Summary: If we listen to the word of God and trust in His promises, we will have a happy, fruitful life even if everything around us is going to pieces.

Thursday of the 2nd Week in Lent 2019

Karma or Compassion?

Only St. Luke among the four Gospel writers records this story of the rich man and the poor beggar, Lazarus. A superficial reading of the words may suggest to us that this is an example of the Asian principle of “karma,” where the good or evil quality of one’s living in this life has an impact on the “nature and quality of future lives.” But there is only one future life, and that is the everlasting continuation of the one we are living right now. So let’s look more deeply into the Scriptures and see what St. Luke, inspired by God, is communicating to us from the lips of Jesus. And to do that, we need to remember that St. Luke’s Gospel is the Gospel of compassion and the Gospel of Blessed Poverty.

Let’s begin with words from Jeremiah, which are either prophetic words heard from God, or an editorial comment by Jeremiah: “The [human] heart is deceitful above all things, and desperately corrupt; who can understand it?” God made humans with an innate desire for Himself. We are complete only when our hearts are totally attuned to God’s will, and ready for eternal union with Him. But we are easily distracted by the other goods that God has placed on the earth, and our weak wills are tugged in this direction or that, toward the attitudes that place other goods before God in our hearts. We call those tendencies the seven deadly sins, but they are really seven deadly attitudes that, if acted upon, have sinful, deadly results. They are, as we know, pride, lust, avarice, envy, gluttony, wrath and sloth. Jeremiah says that those who follow those attitudes are cursed, even in this life.

● PROBLEMS TO SOLVE
1. In the Lent homily, which of the four Gospel writers is the only one to record the story of the rich man and the beggar Lazarus?
2. Render this sentence from the Lent homily into Spanish: "We call those tendencies the seven deadly sins, but they are really seven deadly attitudes that, if acted upon, have sinful, deadly results."
3. Carry on the Lent homily from its last sentence, keeping its voice and line of thought.

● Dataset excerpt
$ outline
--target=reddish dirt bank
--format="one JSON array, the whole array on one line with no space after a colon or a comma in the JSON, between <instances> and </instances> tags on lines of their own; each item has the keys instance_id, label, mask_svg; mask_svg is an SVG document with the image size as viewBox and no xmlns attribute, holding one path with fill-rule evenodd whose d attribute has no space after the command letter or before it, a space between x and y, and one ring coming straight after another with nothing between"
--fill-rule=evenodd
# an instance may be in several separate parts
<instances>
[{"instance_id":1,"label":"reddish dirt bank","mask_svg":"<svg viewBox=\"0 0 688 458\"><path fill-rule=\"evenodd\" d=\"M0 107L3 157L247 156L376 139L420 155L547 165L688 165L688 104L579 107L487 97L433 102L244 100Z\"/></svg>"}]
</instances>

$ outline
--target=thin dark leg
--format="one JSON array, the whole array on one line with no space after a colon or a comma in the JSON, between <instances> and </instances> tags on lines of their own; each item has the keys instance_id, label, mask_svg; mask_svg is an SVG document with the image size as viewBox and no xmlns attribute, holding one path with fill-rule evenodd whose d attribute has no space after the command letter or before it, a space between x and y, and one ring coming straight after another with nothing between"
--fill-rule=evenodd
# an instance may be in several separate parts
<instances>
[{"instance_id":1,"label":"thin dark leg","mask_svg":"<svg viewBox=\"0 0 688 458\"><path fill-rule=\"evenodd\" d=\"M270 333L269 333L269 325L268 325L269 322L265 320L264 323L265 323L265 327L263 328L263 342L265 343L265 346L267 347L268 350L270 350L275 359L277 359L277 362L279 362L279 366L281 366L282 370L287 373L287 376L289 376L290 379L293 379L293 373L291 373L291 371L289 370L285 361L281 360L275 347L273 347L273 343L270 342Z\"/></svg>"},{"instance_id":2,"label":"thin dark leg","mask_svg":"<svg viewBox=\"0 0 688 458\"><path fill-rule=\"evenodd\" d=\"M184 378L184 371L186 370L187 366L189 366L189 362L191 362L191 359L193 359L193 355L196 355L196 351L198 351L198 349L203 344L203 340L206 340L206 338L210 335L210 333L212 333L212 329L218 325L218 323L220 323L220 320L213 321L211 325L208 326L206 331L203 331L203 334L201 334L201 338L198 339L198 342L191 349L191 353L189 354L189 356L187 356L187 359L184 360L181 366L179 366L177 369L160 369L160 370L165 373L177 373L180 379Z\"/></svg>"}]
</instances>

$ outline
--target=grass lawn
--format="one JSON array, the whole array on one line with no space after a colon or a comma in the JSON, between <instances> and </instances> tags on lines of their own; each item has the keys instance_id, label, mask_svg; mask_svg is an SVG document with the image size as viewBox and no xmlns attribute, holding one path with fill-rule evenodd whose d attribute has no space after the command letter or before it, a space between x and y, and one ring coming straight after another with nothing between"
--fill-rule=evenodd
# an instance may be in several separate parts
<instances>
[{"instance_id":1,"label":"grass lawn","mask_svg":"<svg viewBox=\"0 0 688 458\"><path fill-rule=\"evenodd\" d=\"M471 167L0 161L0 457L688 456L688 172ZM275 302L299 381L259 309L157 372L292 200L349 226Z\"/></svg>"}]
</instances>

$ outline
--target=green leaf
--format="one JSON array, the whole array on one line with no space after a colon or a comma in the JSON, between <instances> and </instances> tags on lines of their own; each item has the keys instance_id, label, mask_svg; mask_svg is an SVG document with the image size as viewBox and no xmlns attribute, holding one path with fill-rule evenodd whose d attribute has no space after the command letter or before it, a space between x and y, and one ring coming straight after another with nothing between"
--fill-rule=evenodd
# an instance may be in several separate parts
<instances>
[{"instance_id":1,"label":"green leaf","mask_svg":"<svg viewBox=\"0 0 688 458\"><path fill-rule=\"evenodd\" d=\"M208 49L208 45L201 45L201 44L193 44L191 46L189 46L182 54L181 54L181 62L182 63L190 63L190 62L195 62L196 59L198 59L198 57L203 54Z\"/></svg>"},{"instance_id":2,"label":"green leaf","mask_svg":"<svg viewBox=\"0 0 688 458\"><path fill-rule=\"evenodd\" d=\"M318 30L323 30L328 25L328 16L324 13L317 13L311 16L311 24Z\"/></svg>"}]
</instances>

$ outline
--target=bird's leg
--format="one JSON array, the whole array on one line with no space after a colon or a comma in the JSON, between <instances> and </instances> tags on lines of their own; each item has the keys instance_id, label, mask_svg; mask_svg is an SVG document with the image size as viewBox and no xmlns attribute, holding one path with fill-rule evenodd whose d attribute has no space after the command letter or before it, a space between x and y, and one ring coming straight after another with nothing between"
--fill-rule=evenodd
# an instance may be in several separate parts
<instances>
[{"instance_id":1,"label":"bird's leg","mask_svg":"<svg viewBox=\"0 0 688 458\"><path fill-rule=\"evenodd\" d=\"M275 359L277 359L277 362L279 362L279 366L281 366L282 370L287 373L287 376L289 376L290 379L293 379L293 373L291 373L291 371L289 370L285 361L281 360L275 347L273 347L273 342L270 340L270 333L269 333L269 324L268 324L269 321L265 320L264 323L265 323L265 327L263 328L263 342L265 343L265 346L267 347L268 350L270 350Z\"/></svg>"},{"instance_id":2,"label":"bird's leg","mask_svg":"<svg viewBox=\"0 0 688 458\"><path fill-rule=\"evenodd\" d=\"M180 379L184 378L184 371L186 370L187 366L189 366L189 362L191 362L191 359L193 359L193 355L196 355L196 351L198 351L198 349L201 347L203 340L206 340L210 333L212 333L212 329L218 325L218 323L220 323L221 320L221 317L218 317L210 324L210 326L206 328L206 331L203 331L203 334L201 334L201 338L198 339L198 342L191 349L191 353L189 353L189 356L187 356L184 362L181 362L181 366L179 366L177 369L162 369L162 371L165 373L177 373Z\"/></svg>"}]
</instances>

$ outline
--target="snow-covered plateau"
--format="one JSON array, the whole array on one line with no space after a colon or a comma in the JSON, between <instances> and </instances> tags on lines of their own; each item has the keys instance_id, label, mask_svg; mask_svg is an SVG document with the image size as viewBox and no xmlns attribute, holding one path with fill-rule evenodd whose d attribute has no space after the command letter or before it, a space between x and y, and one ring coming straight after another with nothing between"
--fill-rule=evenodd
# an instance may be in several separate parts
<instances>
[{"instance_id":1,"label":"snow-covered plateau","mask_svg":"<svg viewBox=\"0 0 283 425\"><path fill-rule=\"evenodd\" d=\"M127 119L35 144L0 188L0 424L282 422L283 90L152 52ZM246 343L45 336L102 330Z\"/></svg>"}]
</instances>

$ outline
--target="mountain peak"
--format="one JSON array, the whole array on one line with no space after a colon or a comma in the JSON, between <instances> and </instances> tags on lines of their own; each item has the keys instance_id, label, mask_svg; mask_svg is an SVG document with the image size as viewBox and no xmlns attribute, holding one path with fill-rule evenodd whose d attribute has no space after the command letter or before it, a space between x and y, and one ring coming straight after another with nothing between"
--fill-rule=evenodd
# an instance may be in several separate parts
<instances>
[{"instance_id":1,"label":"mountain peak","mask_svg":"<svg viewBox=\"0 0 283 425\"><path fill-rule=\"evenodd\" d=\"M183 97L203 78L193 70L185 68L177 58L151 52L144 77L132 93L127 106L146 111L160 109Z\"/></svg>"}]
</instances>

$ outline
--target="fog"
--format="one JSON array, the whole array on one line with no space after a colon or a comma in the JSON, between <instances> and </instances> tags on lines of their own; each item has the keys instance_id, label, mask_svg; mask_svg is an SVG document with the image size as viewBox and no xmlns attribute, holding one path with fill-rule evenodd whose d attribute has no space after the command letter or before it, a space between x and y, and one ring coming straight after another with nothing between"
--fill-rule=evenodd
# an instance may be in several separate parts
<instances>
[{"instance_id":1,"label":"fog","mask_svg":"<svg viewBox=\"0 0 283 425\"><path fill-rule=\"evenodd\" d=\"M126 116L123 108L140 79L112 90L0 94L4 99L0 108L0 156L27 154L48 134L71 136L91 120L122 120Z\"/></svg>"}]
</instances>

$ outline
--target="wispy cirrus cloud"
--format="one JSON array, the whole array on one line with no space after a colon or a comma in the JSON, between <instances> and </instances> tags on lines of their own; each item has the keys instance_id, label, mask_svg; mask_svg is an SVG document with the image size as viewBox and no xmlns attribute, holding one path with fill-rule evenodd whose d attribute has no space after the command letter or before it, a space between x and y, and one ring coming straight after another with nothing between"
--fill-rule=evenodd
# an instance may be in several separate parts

● THE RESPONSES
1. St. Luke

2. Llamamos a esas tendencias los siete pecados capitales, pero en realidad son siete actitudes mortales que, si se actúa conforme a ellas, tienen resultados pecaminosos y mortales.

3.
The one, on the other hand, who trusts in the Lord, whose trust IS the Lord, is blessed like a tree that is planted right next to a flowing stream. If we listen to the word of God and trust in His promises, we will have a happy, fruitful life even if everything around us is going to pieces. I’ll explain more about that in a moment, but now we can turn to the rich man and Lazarus.

The rich man treats himself like an emperor–he even wears purple, linen garments, something totally out of reach to the poor and middle class. And he gives himself a banquet in this life, it says, every day. Lazarus is in wretched condition laid out at his gate, begging for scraps from the banquet. We aren’t told whether he actually got any; the implication is that the only beings who paid him any attention were dogs that came to lick his sores. So they both die, and the poor man is rewarded for his faithfulness by lying in the arms of Father Abraham, progenitor of the Hebrew race. The unnamed rich jerk is buried, and his soul goes to Hades, which is the Greek version of Sheol, the place of the dead and forgotten. He raises his eyes toward heaven and sees Abraham and Lazarus and longs for a drop of water, given in compassion by Lazarus. But it is impossible. He will live–sort of live–forever with an unquenchable thirst, tormented by flames. Yes, he went to hell. He lived on earth in selfishness, in concerns only for his own comfort and pleasure, so there was nothing of substance in his soul when he died. What a waste. Meanwhile, Lazarus learned the lesson of the Sermon on the Mount: Blessed are the poor, for theirs is the kingdom of God. He was poor and humble in possessions and in spirit, and thus came to be invited to the eternal banquet. In whatever way we can, we should imitate that example.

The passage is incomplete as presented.